A TRAJETÓRIA HISTÓRICA DO DESENHO GEOMÉTRICO NA UFJF: ANÁLISE E CONSIDERAÇÕES FINAIS

“não há saber nenhum que esteja pronto e completo. O saber tem historicidade pelo fato de se constituir durante a história e não antes da história nem fora dela.”

Paulo Freire

A trajetória histórica de vida e morte do Desenho Geométrico no curso de

Licenciatura em Matemática da UFJF foi explicada, neste trabalho, a partir de

diversos fatores: legislações, mercado de trabalho, perfil docente, perfil discente,

atuações de protagonistas, estruturação departamental, matrizes curriculares, assim

como diferentes concepções sobre como e onde este saber deveria ser

contemplado.

Como estes fatores foram trabalhados de forma estanque anteriormente,

buscaremos, agora, confrontá-los para uma melhor elucidação da trajetória histórica

deste saber curricular ao longo das décadas de 1970 a 2010, subdividindo em três

os momentos em que a disciplina Desenho Geométrico esteve presente no curso de

Licenciatura em Matemática da UFJF.

────

Problemas e tarefas:
(1) Responda a estas perguntas sobre o texto a respeito do Desenho Geométrico na UFJF, marcando as respostas com as mesmas letras:
(a) A quem é atribuída a citação que abre o texto?
(b) Que intervalo de décadas a análise abrange?
(c) Em quantos momentos é subdividida a presença da disciplina Desenho Geométrico no curso?
(2) Por favor, retome o texto sobre o Desenho Geométrico na UFJF logo após a última frase apresentada.

────

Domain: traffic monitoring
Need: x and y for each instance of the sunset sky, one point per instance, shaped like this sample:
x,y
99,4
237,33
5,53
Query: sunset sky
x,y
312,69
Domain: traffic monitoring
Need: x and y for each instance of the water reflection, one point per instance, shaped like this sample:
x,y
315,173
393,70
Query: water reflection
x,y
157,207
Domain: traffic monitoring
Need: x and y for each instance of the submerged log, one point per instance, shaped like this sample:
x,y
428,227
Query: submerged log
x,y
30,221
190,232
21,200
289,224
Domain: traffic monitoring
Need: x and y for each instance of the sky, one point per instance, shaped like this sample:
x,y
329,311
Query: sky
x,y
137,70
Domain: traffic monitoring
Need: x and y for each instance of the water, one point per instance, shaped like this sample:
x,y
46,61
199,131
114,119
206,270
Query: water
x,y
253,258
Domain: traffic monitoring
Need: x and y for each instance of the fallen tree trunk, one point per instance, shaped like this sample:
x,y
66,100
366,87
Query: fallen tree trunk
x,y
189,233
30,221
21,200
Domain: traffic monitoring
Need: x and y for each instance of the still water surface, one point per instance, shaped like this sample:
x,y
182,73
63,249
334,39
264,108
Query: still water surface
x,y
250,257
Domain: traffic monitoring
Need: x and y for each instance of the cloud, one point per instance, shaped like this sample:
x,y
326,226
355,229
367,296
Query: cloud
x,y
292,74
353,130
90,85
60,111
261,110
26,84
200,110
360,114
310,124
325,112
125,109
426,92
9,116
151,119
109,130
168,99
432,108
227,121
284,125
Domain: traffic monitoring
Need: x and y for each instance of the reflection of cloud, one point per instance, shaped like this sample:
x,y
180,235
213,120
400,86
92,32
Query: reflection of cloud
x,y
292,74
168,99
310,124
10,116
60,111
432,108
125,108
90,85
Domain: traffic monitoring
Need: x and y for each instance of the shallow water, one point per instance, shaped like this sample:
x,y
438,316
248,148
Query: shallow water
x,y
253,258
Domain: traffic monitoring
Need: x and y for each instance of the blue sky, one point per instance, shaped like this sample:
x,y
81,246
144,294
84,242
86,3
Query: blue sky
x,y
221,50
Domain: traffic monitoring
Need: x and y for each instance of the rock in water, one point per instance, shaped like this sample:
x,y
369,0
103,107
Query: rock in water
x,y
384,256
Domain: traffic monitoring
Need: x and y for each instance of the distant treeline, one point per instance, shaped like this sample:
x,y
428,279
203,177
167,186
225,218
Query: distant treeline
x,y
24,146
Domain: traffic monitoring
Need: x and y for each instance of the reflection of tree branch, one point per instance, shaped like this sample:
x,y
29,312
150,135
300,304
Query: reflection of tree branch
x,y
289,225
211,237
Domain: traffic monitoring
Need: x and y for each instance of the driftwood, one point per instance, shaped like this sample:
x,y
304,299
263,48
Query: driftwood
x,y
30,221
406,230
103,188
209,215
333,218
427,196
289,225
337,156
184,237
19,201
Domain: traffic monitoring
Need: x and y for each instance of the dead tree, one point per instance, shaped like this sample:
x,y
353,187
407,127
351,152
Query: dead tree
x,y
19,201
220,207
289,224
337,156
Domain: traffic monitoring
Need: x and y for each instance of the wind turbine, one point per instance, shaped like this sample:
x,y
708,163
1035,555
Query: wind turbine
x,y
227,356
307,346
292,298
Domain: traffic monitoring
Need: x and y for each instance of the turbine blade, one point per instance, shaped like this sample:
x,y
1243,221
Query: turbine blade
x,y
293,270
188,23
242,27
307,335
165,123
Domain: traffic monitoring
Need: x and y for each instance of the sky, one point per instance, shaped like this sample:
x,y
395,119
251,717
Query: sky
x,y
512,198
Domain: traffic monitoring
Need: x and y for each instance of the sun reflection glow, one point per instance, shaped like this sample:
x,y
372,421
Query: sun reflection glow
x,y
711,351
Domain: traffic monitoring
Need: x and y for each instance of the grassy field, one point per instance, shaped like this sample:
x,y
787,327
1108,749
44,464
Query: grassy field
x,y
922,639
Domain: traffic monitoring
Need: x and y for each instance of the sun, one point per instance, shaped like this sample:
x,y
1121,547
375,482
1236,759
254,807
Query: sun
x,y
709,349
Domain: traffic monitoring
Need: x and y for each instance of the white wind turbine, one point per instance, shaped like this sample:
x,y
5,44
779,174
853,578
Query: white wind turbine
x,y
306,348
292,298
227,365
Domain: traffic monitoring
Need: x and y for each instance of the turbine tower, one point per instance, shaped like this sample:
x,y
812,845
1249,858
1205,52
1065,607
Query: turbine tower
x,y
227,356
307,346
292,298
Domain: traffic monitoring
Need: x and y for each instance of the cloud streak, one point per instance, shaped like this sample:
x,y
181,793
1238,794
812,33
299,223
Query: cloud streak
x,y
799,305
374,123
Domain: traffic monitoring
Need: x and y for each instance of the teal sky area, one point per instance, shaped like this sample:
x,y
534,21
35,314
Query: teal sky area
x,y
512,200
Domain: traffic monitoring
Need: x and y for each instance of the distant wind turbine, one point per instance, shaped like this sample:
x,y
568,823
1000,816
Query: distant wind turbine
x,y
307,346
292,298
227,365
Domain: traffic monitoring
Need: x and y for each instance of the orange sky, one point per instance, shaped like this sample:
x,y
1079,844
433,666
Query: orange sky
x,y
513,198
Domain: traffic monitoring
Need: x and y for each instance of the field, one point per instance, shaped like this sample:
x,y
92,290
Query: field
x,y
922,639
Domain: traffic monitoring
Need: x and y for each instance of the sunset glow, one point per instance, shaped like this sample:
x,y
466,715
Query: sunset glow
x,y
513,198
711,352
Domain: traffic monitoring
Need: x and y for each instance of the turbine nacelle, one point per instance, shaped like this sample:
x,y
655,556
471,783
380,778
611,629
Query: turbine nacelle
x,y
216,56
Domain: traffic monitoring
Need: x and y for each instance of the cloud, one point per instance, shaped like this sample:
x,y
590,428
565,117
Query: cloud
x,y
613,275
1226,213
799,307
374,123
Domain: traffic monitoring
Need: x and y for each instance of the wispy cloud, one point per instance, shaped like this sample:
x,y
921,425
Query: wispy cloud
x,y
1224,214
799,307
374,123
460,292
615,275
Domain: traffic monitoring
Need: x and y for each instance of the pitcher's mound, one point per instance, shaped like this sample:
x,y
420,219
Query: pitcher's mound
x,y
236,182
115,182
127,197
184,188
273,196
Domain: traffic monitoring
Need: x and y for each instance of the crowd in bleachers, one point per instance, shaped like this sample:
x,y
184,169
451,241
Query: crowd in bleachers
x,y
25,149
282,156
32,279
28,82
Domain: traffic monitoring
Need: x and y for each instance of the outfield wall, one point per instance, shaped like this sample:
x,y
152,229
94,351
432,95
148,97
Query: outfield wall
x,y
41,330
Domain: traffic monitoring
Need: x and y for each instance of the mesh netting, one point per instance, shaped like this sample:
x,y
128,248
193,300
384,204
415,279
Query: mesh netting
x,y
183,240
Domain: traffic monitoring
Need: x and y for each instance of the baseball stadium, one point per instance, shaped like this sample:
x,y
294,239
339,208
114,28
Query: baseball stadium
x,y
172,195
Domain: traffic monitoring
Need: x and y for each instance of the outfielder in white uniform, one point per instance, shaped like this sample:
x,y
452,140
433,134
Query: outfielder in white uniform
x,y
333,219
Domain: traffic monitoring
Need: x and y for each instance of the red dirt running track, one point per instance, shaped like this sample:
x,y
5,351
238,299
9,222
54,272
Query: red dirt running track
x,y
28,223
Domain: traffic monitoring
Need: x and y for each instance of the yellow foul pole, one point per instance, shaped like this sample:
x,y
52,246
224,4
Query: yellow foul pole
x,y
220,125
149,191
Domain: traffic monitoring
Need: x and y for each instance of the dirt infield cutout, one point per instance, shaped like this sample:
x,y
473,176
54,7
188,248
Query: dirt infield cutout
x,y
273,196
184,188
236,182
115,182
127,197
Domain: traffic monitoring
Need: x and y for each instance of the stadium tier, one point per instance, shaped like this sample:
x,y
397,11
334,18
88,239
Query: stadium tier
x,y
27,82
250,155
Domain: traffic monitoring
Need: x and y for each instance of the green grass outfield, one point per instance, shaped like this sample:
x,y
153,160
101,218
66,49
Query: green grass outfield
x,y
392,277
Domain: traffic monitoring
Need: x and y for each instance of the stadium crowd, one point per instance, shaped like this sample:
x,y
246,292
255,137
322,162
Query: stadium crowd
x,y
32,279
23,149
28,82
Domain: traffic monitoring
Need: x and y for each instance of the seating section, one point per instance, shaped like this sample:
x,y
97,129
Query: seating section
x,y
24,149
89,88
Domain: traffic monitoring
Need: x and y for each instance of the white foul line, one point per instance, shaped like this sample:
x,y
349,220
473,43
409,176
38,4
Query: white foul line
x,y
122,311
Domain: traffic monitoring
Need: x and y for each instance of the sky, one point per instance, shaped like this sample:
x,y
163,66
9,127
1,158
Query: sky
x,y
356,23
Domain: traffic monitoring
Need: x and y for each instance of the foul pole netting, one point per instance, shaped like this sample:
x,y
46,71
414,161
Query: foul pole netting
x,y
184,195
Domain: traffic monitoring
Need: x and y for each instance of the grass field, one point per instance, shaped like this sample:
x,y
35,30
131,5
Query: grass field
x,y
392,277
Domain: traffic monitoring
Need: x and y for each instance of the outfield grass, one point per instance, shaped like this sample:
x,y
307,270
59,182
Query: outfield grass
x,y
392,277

────

Respostas por tarefa:
(1)
(a) A Paulo Freire.
(b) De 1970 a 2010.
(c) Em três momentos.

(2)
5.1 A inserção e valorização do desenho geométrico

Durante a década de 1970, observamos o primeiro momento, o qual é

marcado pela implantação do curso de Licenciatura em Matemática na UFJF, recém-

criado em 1969. Neste período da gênese do curso, observamos a presença da

disciplina Desenho Geométrico em fase de ascensão e consequente valorização.

Nesse contexto, mais precisamente no início da década de 1970, o desenho

geométrico se fez presente na matriz curricular do curso de Matemática em uma

única disciplina de 4 créditos semanais.

O fato de as disciplinas Desenho Geométrico e Geometria Descritiva serem

descritas explicitamente na Portaria 295/62, do Conselho Federal de Educação, que

instituía currículos mínimos a serem aplicados a todos os cursos de Licenciatura em

Matemática no Brasil, revelou-nos indícios que levaram à institucionalização destes

saberes.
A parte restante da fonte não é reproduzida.